[Task item]
Search the data for the string "clicks" and gather each line it is in.

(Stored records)
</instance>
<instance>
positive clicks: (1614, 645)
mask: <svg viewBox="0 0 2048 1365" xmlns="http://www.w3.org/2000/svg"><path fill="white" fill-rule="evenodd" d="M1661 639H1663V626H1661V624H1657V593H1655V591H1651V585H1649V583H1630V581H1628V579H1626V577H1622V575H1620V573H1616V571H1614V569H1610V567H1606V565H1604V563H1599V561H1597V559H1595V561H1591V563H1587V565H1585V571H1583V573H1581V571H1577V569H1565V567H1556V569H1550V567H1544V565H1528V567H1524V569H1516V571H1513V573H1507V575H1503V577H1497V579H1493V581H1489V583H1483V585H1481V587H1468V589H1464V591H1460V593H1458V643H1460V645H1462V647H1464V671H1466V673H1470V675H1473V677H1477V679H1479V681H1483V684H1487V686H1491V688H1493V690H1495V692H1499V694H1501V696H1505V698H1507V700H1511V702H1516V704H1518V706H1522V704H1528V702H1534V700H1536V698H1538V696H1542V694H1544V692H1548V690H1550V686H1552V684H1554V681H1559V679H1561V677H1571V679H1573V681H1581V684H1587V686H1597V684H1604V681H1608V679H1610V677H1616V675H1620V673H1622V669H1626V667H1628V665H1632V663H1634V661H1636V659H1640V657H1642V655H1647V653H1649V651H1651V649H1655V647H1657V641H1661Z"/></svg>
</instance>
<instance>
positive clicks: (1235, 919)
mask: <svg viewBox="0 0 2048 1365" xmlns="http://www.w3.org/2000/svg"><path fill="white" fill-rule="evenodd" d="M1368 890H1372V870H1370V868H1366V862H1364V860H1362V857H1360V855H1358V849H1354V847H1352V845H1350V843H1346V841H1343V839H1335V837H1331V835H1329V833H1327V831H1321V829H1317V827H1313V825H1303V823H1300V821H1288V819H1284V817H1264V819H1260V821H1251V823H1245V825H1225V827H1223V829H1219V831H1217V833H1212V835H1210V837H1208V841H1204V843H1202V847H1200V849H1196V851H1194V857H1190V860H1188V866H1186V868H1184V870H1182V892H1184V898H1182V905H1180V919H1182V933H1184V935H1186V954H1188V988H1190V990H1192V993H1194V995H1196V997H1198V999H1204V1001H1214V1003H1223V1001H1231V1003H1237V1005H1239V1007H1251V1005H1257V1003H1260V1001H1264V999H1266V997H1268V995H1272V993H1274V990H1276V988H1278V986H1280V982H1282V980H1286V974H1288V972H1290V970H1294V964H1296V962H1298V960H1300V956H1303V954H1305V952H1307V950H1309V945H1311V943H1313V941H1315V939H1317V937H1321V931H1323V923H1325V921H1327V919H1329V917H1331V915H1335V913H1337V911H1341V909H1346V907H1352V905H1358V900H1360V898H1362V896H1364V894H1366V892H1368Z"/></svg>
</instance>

[Output for this exercise]
positive clicks: (1614, 645)
positive clicks: (1235, 919)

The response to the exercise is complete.